BEGIN Task inputs

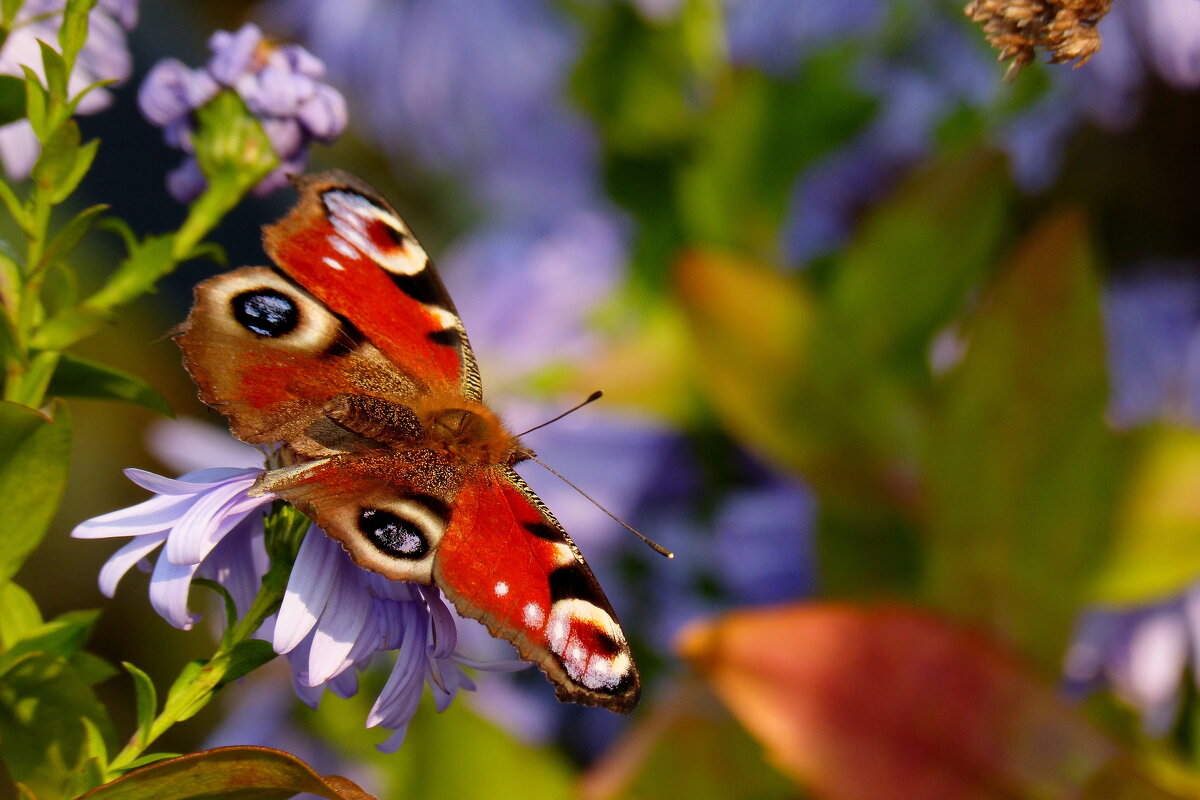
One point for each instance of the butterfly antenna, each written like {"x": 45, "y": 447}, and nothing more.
{"x": 592, "y": 398}
{"x": 654, "y": 546}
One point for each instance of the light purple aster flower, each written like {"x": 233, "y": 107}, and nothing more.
{"x": 105, "y": 56}
{"x": 335, "y": 618}
{"x": 1152, "y": 325}
{"x": 281, "y": 85}
{"x": 1141, "y": 654}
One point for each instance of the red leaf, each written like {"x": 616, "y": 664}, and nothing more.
{"x": 897, "y": 703}
{"x": 231, "y": 773}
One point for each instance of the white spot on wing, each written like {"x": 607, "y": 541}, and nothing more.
{"x": 568, "y": 619}
{"x": 534, "y": 615}
{"x": 351, "y": 214}
{"x": 343, "y": 247}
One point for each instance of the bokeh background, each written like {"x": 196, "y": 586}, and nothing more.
{"x": 899, "y": 354}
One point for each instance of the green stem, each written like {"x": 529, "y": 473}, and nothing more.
{"x": 186, "y": 698}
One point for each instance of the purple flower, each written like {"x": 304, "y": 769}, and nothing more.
{"x": 1141, "y": 654}
{"x": 281, "y": 85}
{"x": 335, "y": 618}
{"x": 1152, "y": 322}
{"x": 478, "y": 90}
{"x": 105, "y": 56}
{"x": 1152, "y": 325}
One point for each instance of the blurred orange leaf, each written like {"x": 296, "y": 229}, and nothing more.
{"x": 898, "y": 703}
{"x": 259, "y": 773}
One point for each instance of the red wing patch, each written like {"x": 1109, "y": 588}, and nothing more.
{"x": 505, "y": 561}
{"x": 351, "y": 250}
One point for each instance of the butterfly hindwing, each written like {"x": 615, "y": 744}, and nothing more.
{"x": 507, "y": 561}
{"x": 352, "y": 355}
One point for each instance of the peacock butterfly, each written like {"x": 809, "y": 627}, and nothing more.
{"x": 351, "y": 353}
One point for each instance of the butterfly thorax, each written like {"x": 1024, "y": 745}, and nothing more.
{"x": 457, "y": 429}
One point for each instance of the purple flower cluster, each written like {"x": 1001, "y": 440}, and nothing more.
{"x": 1152, "y": 320}
{"x": 335, "y": 617}
{"x": 281, "y": 85}
{"x": 105, "y": 56}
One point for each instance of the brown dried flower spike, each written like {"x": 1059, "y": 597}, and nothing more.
{"x": 1065, "y": 28}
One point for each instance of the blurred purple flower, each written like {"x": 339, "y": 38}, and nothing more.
{"x": 1140, "y": 654}
{"x": 941, "y": 68}
{"x": 281, "y": 85}
{"x": 105, "y": 56}
{"x": 1152, "y": 325}
{"x": 334, "y": 614}
{"x": 477, "y": 89}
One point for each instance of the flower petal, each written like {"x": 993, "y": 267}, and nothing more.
{"x": 120, "y": 561}
{"x": 307, "y": 593}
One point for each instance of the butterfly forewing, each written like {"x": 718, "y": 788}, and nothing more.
{"x": 353, "y": 356}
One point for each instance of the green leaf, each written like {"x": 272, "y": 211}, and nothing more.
{"x": 35, "y": 102}
{"x": 191, "y": 672}
{"x": 148, "y": 262}
{"x": 61, "y": 637}
{"x": 231, "y": 773}
{"x": 12, "y": 98}
{"x": 16, "y": 210}
{"x": 34, "y": 455}
{"x": 1157, "y": 523}
{"x": 437, "y": 745}
{"x": 75, "y": 28}
{"x": 72, "y": 233}
{"x": 687, "y": 745}
{"x": 78, "y": 377}
{"x": 55, "y": 73}
{"x": 1021, "y": 462}
{"x": 9, "y": 10}
{"x": 60, "y": 152}
{"x": 43, "y": 739}
{"x": 147, "y": 701}
{"x": 246, "y": 657}
{"x": 84, "y": 157}
{"x": 19, "y": 614}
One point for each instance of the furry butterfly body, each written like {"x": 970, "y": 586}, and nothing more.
{"x": 351, "y": 353}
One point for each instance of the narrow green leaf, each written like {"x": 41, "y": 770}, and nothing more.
{"x": 19, "y": 614}
{"x": 15, "y": 208}
{"x": 148, "y": 262}
{"x": 69, "y": 184}
{"x": 73, "y": 232}
{"x": 150, "y": 758}
{"x": 147, "y": 701}
{"x": 55, "y": 73}
{"x": 183, "y": 685}
{"x": 1023, "y": 464}
{"x": 231, "y": 773}
{"x": 246, "y": 657}
{"x": 59, "y": 155}
{"x": 34, "y": 453}
{"x": 43, "y": 740}
{"x": 12, "y": 98}
{"x": 75, "y": 28}
{"x": 61, "y": 637}
{"x": 9, "y": 10}
{"x": 35, "y": 102}
{"x": 78, "y": 377}
{"x": 1157, "y": 524}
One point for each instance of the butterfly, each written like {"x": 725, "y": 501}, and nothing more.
{"x": 351, "y": 353}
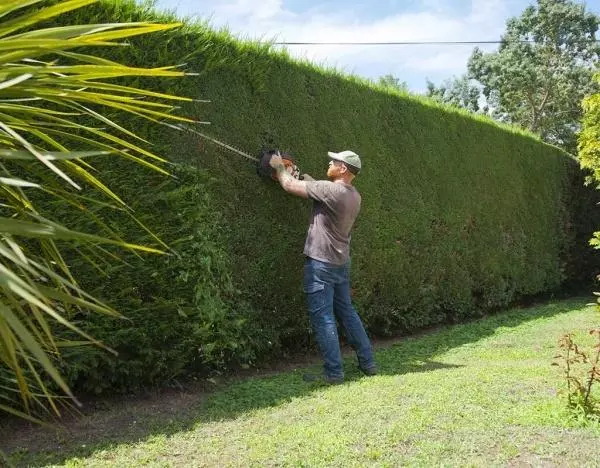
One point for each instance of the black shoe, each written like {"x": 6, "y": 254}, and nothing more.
{"x": 369, "y": 370}
{"x": 322, "y": 379}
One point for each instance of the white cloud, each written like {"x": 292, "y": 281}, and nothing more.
{"x": 437, "y": 20}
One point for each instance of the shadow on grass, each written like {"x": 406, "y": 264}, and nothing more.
{"x": 137, "y": 420}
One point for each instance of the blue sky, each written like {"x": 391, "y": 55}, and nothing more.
{"x": 368, "y": 21}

END Task inputs

— What to produce —
Rewrite all of the entries above, replacing every "nothing more" with "nothing else" and keeping everything else the same. Leave the pictures out.

— Task output —
One point for each instance of the butterfly antenna, each written like {"x": 45, "y": 447}, and nothing else.
{"x": 592, "y": 398}
{"x": 654, "y": 546}
One point for each instance of the light purple aster flower, each written like {"x": 233, "y": 107}, and nothing else.
{"x": 105, "y": 56}
{"x": 335, "y": 618}
{"x": 1152, "y": 325}
{"x": 281, "y": 85}
{"x": 1141, "y": 654}
One point for each instance of the red leaf, each written like {"x": 616, "y": 664}, and nothing else.
{"x": 897, "y": 703}
{"x": 231, "y": 773}
One point for each instance of the white spot on wing, each written like {"x": 607, "y": 541}, and nothing else.
{"x": 568, "y": 619}
{"x": 534, "y": 615}
{"x": 351, "y": 214}
{"x": 343, "y": 247}
One point for each instance of the bokeh background, each written like {"x": 196, "y": 586}, and nothing else.
{"x": 899, "y": 354}
One point for each instance of the green stem, each written like {"x": 529, "y": 473}, and nothing else.
{"x": 186, "y": 698}
One point for each instance of the purple flower, each written like {"x": 304, "y": 769}, and nothing else.
{"x": 1141, "y": 654}
{"x": 281, "y": 85}
{"x": 335, "y": 618}
{"x": 1152, "y": 322}
{"x": 478, "y": 90}
{"x": 105, "y": 56}
{"x": 1152, "y": 325}
One point for each instance of the blurred orange leaf, each written like {"x": 296, "y": 229}, and nothing else.
{"x": 898, "y": 703}
{"x": 259, "y": 773}
One point for each instance of the red wing patch, each written like {"x": 1109, "y": 588}, and nothing else.
{"x": 505, "y": 561}
{"x": 351, "y": 250}
One point for each instance of the butterfly hindwing, each written like {"x": 615, "y": 744}, and nothing else.
{"x": 507, "y": 561}
{"x": 352, "y": 355}
One point for each instance of the peacock butterfly, each written like {"x": 809, "y": 627}, and nothing else.
{"x": 351, "y": 353}
One point for each instance of the butterfly thorax, each written like {"x": 1024, "y": 745}, and nothing else.
{"x": 457, "y": 429}
One point for each instance of the purple flower cluster, each written like {"x": 1001, "y": 440}, and nothing else.
{"x": 1152, "y": 320}
{"x": 335, "y": 617}
{"x": 281, "y": 85}
{"x": 105, "y": 56}
One point for each instance of the brown dried flower spike, each written like {"x": 1059, "y": 597}, and nothing else.
{"x": 1065, "y": 28}
One point for each instance of the blurred purple flower, each written like {"x": 339, "y": 38}, and nothing else.
{"x": 1140, "y": 654}
{"x": 941, "y": 68}
{"x": 281, "y": 85}
{"x": 105, "y": 56}
{"x": 1152, "y": 325}
{"x": 334, "y": 614}
{"x": 477, "y": 89}
One point for each instance of the flower petal, each written like {"x": 993, "y": 267}, and nothing else.
{"x": 120, "y": 561}
{"x": 307, "y": 593}
One point for each instance of the butterfly forewing, each written like {"x": 718, "y": 788}, and nothing else.
{"x": 353, "y": 356}
One point for each instance of the green leaf, each written like {"x": 272, "y": 211}, and nothing else.
{"x": 35, "y": 102}
{"x": 191, "y": 672}
{"x": 148, "y": 262}
{"x": 61, "y": 637}
{"x": 231, "y": 773}
{"x": 12, "y": 98}
{"x": 16, "y": 210}
{"x": 34, "y": 455}
{"x": 1157, "y": 523}
{"x": 437, "y": 745}
{"x": 75, "y": 28}
{"x": 72, "y": 233}
{"x": 687, "y": 745}
{"x": 78, "y": 377}
{"x": 55, "y": 73}
{"x": 1021, "y": 462}
{"x": 9, "y": 10}
{"x": 60, "y": 152}
{"x": 43, "y": 739}
{"x": 147, "y": 701}
{"x": 246, "y": 657}
{"x": 84, "y": 157}
{"x": 19, "y": 614}
One point for each instance of the furry butterfly body, each written like {"x": 970, "y": 586}, and nothing else.
{"x": 351, "y": 353}
One point for each instance of the narrow green leaf, each written like {"x": 41, "y": 770}, and nothing else.
{"x": 19, "y": 614}
{"x": 15, "y": 208}
{"x": 148, "y": 262}
{"x": 69, "y": 184}
{"x": 73, "y": 232}
{"x": 150, "y": 758}
{"x": 147, "y": 701}
{"x": 55, "y": 73}
{"x": 183, "y": 685}
{"x": 1023, "y": 464}
{"x": 231, "y": 773}
{"x": 246, "y": 657}
{"x": 59, "y": 155}
{"x": 34, "y": 453}
{"x": 43, "y": 740}
{"x": 12, "y": 98}
{"x": 75, "y": 28}
{"x": 61, "y": 637}
{"x": 9, "y": 10}
{"x": 35, "y": 102}
{"x": 78, "y": 377}
{"x": 1157, "y": 524}
One point for each instance of the butterfly, each written like {"x": 725, "y": 501}, and nothing else.
{"x": 351, "y": 353}
One point for each instance of the black shoe, each written like {"x": 6, "y": 254}, and nothing else.
{"x": 369, "y": 370}
{"x": 322, "y": 379}
One point for each instance of the white cloud, each written like {"x": 292, "y": 281}, and nothing else.
{"x": 437, "y": 20}
One point for each instance of the shadow on grass, each written like {"x": 406, "y": 264}, and nothing else.
{"x": 137, "y": 420}
One point for each instance of the blue sky, each written like {"x": 391, "y": 55}, and nothing else.
{"x": 368, "y": 21}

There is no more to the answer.